Extrait choisi =
Mercredi 15 septembre, SpaceX entrait officiellement dans la dispendieuse danse du tourisme spatial en lançant, depuis le Kennedy Center de la Nasa en Floride et grâce à une fusée Falcon 9, la mission Inspiration4.
Payée par le milliardaire Jared Isaacman, la mission embarque quatre apprentis astronautes dans une capsule Dragon, similaire à celle ayant déjà envoyé Thomas Pesquet dans la Station spatiale internationale.
Sont ainsi entassés pour quelques jours dans cette boîte de sardines de l'espace, Isaacman lui-même, qui prend le rôle de commandant, Hayley Arceneaux, 29 ans, assistante médicale dans un hôpital pour enfant et rescapée d'un cancer pédiatrique, l'ancien de l'US Air Force Chris Sembroski, 42 ans, ainsi que Sian Proctor, professeure et géoscientifique.
Ces touristes de l'apesanteur ont subi un entraînement de cinq mois. Seule Sian Proctor dispose d'une expérience préalable d'isolement quasi-astronautique: celle qui a failli, en 2009, devenir membre active de la Nasa a également participé à la mission HI-SEAS, destinée à simuler in vivo les conditions de vie dans une base martienne.
S'ils ont été soumis à de nombreux tests et simulations de situations critiques, cinq mois d'entraînement ne suffisent bien sûr pas à faire de quatre quidams des astronautes rompus au stress d'une mission complexe où tout peut tourner au vinaigre en un instant, ni à l'extrême promiscuité prolongée que suppose un tel exercice.

Données enregistrées =
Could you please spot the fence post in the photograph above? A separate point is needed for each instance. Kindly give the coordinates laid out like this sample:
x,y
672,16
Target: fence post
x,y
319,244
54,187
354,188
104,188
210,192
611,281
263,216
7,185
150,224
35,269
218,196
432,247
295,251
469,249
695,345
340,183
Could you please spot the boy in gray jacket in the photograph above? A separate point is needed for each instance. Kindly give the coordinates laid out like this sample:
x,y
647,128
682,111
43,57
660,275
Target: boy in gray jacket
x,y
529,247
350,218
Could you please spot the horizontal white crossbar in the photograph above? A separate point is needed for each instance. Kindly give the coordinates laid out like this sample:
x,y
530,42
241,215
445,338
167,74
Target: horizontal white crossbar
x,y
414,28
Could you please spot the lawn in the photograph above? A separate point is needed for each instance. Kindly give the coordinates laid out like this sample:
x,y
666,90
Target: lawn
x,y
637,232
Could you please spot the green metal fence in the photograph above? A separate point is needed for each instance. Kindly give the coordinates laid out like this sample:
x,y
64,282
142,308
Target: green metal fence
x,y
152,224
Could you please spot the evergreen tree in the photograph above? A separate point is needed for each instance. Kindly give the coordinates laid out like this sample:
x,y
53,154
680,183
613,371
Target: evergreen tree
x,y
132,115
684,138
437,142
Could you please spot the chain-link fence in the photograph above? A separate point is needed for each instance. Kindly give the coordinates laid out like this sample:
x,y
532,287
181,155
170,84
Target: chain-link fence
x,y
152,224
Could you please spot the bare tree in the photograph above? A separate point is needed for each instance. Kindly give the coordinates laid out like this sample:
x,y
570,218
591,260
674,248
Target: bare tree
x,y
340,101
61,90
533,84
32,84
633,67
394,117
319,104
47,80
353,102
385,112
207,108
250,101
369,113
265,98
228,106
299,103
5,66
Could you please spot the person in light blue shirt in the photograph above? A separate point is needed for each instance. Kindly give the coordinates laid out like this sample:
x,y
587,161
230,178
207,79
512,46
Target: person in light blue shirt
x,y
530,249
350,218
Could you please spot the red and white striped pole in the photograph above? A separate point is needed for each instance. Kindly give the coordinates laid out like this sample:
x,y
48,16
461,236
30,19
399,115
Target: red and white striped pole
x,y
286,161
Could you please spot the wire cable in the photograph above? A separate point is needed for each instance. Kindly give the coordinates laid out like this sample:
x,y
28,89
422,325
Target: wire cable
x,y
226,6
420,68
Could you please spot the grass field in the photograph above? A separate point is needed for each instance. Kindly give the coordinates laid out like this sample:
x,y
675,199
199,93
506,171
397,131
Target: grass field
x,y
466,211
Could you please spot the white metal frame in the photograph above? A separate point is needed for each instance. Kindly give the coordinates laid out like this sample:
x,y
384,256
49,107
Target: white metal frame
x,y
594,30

Énoncé A =
D'après l'extrait choisi, combien de mois a duré l'entraînement des quatre passagers de la mission Inspiration4 ?
Énoncé B =
Traduisez en anglais la phrase suivante de l'extrait choisi : « Payée par le milliardaire Jared Isaacman, la mission embarque quatre apprentis astronautes dans une capsule Dragon, similaire à celle ayant déjà envoyé Thomas Pesquet dans la Station spatiale internationale. »
Énoncé C =
Recopiez fidèlement le passage de l'extrait choisi, de « Mercredi 15 septembre, SpaceX » à « la mission Inspiration4. ».

Corrigé A =
Cinq mois.

Corrigé B =
Paid for by billionaire Jared Isaacman, the mission carries four apprentice astronauts in a Dragon capsule, similar to the one that already sent Thomas Pesquet to the International Space Station.

Corrigé C =
Mercredi 15 septembre, SpaceX entrait officiellement dans la dispendieuse danse du tourisme spatial en lançant, depuis le Kennedy Center de la Nasa en Floride et grâce à une fusée Falcon 9, la mission Inspiration4.